Stated task A: Repeat word for word the stretch of the passage on Gravesen's Everton career from "HE RETURNED to" through "Goodison with Fulham.".

Quoted passage:
::::

Thrown into an almost entirely reconstructed midfield, with the likes of Paul Gascoigne and Alex Nyarko, Gravesen impressed in flashes, but like many of his contemporaries struggled to consistently live up to his potential amid the grimness of Smith’s managerial reign. Within barely a year of his arrival reports began to surface in the Danish and German press that Gravesen was unimpressed by Everton’s lack of ambition and unhappy on Merseyside. By the end of 2001, Smith had seemingly started to freeze Gravesen out of the Everton team.
HE RETURNED to the team for David Moyes’ debut as manager against Fulham in March 2002, but was sent off after just 28 minutes for two bookings – the sort of petulant display that had driven fans to distraction since his arrival. Moyes, however, persisted with him and for the next two years Gravesen frustrated and delighted in equal measure. Off the field and on it, he maintained a good rapport with fans, frequently showing the humour that earned him the sobriquet ‘Mad Dog’. Memorable japes included punching the air while being stretchered off, and joining in the fans’ booing of Tomasz Radzinski on his 2004 return to Goodison with Fulham.
At the start of the 2004/05 season, limited financial resources and dressing room disarray forced Moyes to entirely rejig his line-up. By necessity he adopted a 4-1-4-1 formation that removed many of Gravesen’s defensive responsibilities, enabling him to float around Everton’s lone striker, make charges into the penalty area and serve as Everton’s playmaker. He was anointed Everton’s principal set-piece taker, showing his composure and technical skills to serve up a string of assists. As Everton soared up the Premier League table, Gravesen flourished, playing the best football of his Everton career.
And yet, with his existing deal running out, a new contract lay unsigned. Speculation that agreement was imminent lingered through the last months of 2004. Then in the January transfer window, something entirely unexpected happened: Real Madrid came in for Gravesen. Faced with the option of losing him for nothing the following summer, or selling him for £2.5million, Moyes let Gravesen join up with Zidane, Beckham, Figo and the rest of the Galacticos.

::::

Stated task B: Edit the records below so that "green zucchini piece" becomes "zucchini slice" wherever it occurs, with everything else unchanged. Leave the pictures out of your answer.

Segmentation dataset records:
::::

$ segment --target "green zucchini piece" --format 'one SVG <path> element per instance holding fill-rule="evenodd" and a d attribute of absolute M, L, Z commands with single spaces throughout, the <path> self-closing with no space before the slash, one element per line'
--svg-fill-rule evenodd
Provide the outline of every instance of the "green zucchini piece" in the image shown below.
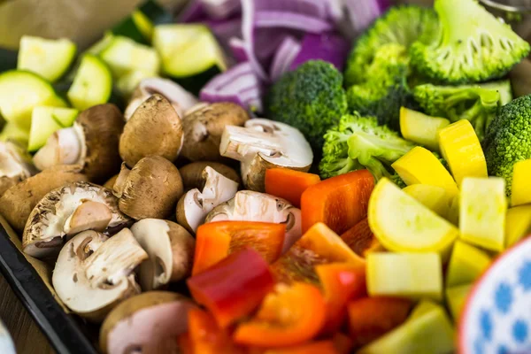
<path fill-rule="evenodd" d="M 112 91 L 112 75 L 105 63 L 94 55 L 86 54 L 66 95 L 72 105 L 83 111 L 106 103 Z"/>
<path fill-rule="evenodd" d="M 35 73 L 11 70 L 0 74 L 0 112 L 6 121 L 29 131 L 31 113 L 37 105 L 65 107 L 66 103 Z"/>
<path fill-rule="evenodd" d="M 24 35 L 20 39 L 17 68 L 55 82 L 68 71 L 76 51 L 76 45 L 68 39 L 51 40 Z"/>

::::

Problem solution A:
HE RETURNED to the team for David Moyes’ debut as manager against Fulham in March 2002, but was sent off after just 28 minutes for two bookings – the sort of petulant display that had driven fans to distraction since his arrival. Moyes, however, persisted with him and for the next two years Gravesen frustrated and delighted in equal measure. Off the field and on it, he maintained a good rapport with fans, frequently showing the humour that earned him the sobriquet ‘Mad Dog’. Memorable japes included punching the air while being stretchered off, and joining in the fans’ booing of Tomasz Radzinski on his 2004 return to Goodison with Fulham.

Problem solution B:
$ segment --target "zucchini slice" --format 'one SVG <path> element per instance holding fill-rule="evenodd" and a d attribute of absolute M, L, Z commands with single spaces throughout, the <path> self-closing with no space before the slash, one element per line'
--svg-fill-rule evenodd
Provide the outline of every instance of the "zucchini slice" in the image shown below.
<path fill-rule="evenodd" d="M 112 91 L 112 75 L 105 63 L 94 55 L 86 54 L 66 95 L 72 105 L 83 111 L 106 103 Z"/>
<path fill-rule="evenodd" d="M 35 73 L 11 70 L 0 74 L 0 112 L 6 121 L 29 131 L 31 113 L 37 105 L 65 107 L 66 103 Z"/>
<path fill-rule="evenodd" d="M 24 35 L 20 39 L 17 68 L 55 82 L 68 71 L 76 51 L 76 45 L 68 39 L 51 40 Z"/>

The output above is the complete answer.